ACTIVITY ▸ All of the lines below should be printed again exactly as they are.

Start of EXTRACTED RECORDS

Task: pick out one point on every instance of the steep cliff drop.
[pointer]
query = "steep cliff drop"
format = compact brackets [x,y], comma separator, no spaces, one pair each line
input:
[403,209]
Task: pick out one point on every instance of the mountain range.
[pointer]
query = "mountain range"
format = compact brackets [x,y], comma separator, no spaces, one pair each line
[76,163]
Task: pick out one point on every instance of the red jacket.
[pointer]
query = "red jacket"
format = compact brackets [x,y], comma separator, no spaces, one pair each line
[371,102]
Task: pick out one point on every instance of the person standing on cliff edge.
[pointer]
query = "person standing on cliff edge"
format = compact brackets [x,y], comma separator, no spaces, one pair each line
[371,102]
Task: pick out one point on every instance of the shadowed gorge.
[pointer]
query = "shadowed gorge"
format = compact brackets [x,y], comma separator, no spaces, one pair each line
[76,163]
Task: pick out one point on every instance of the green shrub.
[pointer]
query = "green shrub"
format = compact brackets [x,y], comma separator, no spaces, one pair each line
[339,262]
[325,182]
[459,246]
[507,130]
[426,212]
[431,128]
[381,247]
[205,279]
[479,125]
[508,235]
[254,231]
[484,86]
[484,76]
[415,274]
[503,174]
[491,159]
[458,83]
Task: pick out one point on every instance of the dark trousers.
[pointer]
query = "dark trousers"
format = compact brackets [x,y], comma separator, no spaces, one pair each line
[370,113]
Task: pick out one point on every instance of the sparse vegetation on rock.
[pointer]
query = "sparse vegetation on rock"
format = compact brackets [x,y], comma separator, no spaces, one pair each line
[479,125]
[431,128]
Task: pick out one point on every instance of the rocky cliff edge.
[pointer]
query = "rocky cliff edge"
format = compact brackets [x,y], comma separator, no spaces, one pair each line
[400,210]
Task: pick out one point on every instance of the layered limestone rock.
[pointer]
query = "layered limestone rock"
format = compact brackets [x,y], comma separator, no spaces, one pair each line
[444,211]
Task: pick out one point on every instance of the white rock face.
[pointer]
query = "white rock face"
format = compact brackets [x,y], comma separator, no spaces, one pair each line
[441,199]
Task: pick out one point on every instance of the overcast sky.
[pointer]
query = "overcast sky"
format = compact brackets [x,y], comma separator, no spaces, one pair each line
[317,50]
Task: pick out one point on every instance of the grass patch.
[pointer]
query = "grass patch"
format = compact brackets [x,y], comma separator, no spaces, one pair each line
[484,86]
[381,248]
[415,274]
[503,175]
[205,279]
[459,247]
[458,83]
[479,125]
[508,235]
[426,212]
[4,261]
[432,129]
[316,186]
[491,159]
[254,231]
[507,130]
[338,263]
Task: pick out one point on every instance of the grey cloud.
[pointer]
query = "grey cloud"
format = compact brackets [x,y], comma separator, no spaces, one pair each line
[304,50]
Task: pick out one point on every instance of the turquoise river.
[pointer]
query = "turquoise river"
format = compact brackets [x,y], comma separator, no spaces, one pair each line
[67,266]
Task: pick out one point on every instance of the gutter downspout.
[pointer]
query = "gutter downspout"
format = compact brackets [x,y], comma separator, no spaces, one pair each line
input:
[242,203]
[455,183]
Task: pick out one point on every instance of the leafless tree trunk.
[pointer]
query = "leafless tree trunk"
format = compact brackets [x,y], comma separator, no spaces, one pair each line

End of EXTRACTED RECORDS

ANSWER BELOW ▸
Task: pick out one point on every instance of the steep cliff drop.
[pointer]
query = "steep cliff drop"
format = compact brackets [x,y], comma separator, no spaces, one pair each line
input:
[403,209]
Task: pick out one point on every instance of the mountain range.
[pointer]
query = "mountain range"
format = compact brackets [x,y], comma separator, no spaces, one pair each line
[76,163]
Task: pick out one point on every instance of the red jacket.
[pointer]
query = "red jacket"
format = compact brackets [x,y], comma separator, no spaces, one pair each line
[371,102]
Task: pick out one point on every instance of the person standing on cliff edge.
[pointer]
query = "person standing on cliff edge"
format = compact brackets [x,y], comma separator, no spaces, one pair each line
[371,102]
Task: pick out one point on every instance of the shadowed gorge.
[pointer]
query = "shadowed gorge"
format = compact brackets [x,y], comma separator, no spaces, one pair each line
[76,163]
Task: pick out one point on every instance of the green shrub.
[pointer]
query = "green shrub"
format = compact brackets [x,y], comma separator, no spaces, one pair each line
[339,262]
[325,182]
[459,246]
[507,130]
[426,212]
[431,128]
[381,247]
[205,279]
[479,125]
[508,235]
[254,231]
[484,86]
[484,76]
[415,274]
[503,174]
[491,159]
[458,83]
Task: pick out one point on every instance of the dark trousers.
[pointer]
query = "dark trousers"
format = compact brackets [x,y], comma separator, no spaces, one pair each line
[370,113]
Task: pick out one point on every instance of the sparse vegetation on rock.
[pointer]
query = "sparse vegetation on rock"
format = compact brackets [x,y], comma separator, no spaces, one pair each line
[479,125]
[431,128]
Task: pick out one point on every instance of the rocky cliff edge.
[pointer]
query = "rocky cliff edge"
format = compact brackets [x,y], comma separator, no spaces, one pair each line
[400,210]
Task: pick out one point on every instance of the layered limestone rock.
[pointer]
query = "layered limestone rock"
format = compact brackets [x,y], comma separator, no spaces, one pair each line
[444,211]
Task: pick out one point on every instance of the white rock face.
[pointer]
query = "white rock face"
format = compact brackets [x,y], comma separator, no spaces, one pair each line
[441,199]
Task: pick out one point on every instance of the overcast sky.
[pointer]
query = "overcast sky"
format = compact brackets [x,y], comma separator, no spaces, one pair each line
[317,50]
Task: pick out one point on every instance of the grass patch.
[pointer]
query = "grass patch"
format = compact brackets [x,y], comma separator, no spaces, one pair each line
[484,86]
[381,248]
[415,274]
[503,175]
[205,279]
[459,247]
[458,83]
[479,125]
[508,235]
[426,212]
[4,261]
[432,129]
[316,186]
[491,159]
[254,231]
[507,130]
[338,263]
Task: pick out one point on every instance of the grey cloud.
[pointer]
query = "grey cloud"
format = compact brackets [x,y], comma separator, no spaces, one pair each line
[304,50]
Task: pick out one point on every instance of the turquoise river.
[pointer]
query = "turquoise river"
format = compact brackets [x,y], comma separator, no spaces, one pair each line
[67,266]
Task: pick out one point on every instance of the gutter downspout.
[pointer]
query = "gutter downspout"
format = compact brackets [x,y], comma separator, no spaces, one pair each line
input:
[242,203]
[455,183]
Task: pick out one point on every instance of the leafless tree trunk.
[pointer]
query = "leafless tree trunk"
format = compact brackets [x,y], comma separator, no spaces, one pair each line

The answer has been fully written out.